-- Point localization data --

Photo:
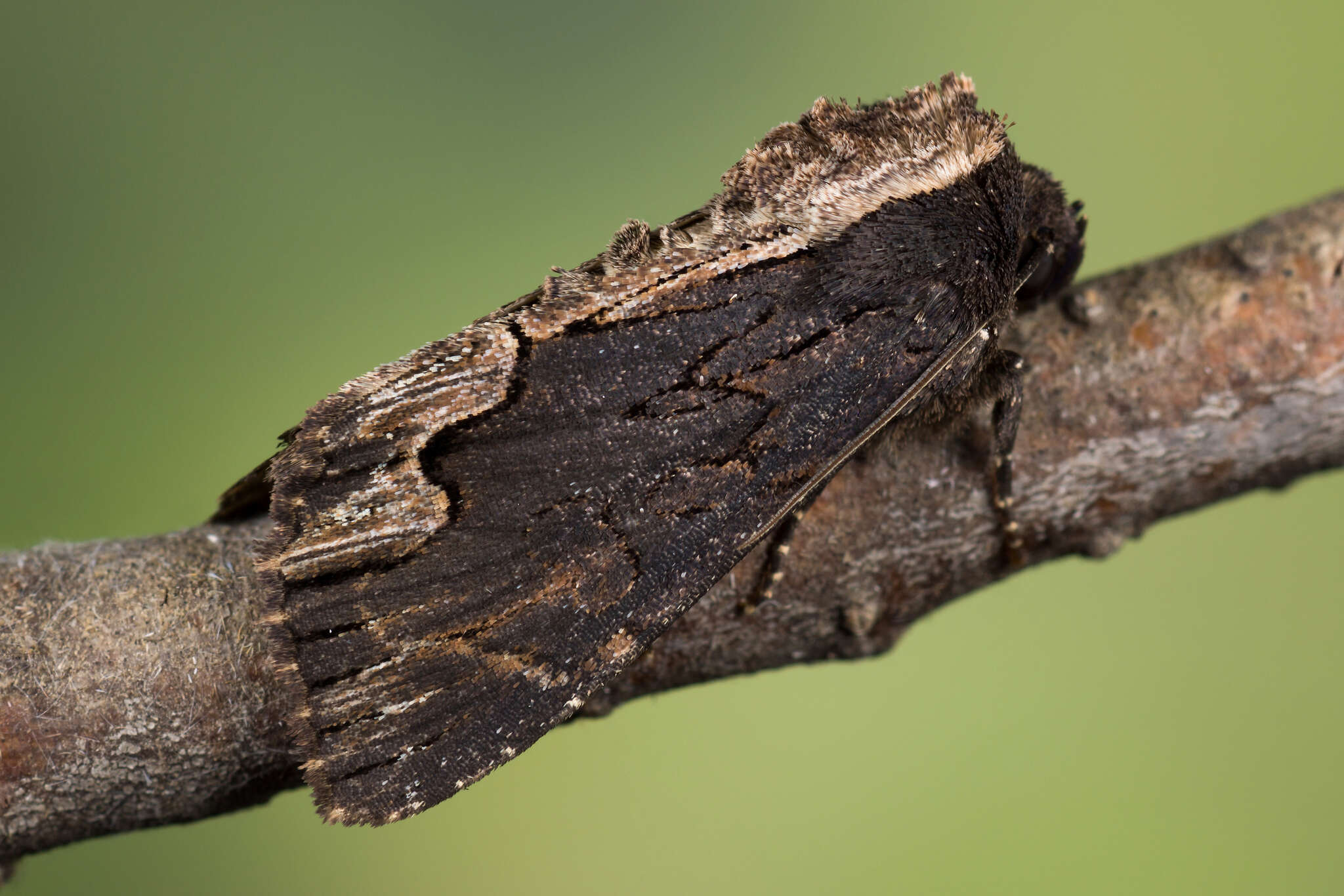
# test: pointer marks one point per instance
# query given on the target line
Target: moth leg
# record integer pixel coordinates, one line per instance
(1007, 379)
(773, 569)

-- About this task --
Nothing but the lines from the one with "# test: pointer marks one point per instance" through the end of the data above should be reproduced, each exactly, both ends included.

-- Exercise answer --
# test: pointer marks one point per instance
# query given on the target line
Target: moth leg
# record integer pixel coordinates, one line per instance
(1007, 379)
(773, 569)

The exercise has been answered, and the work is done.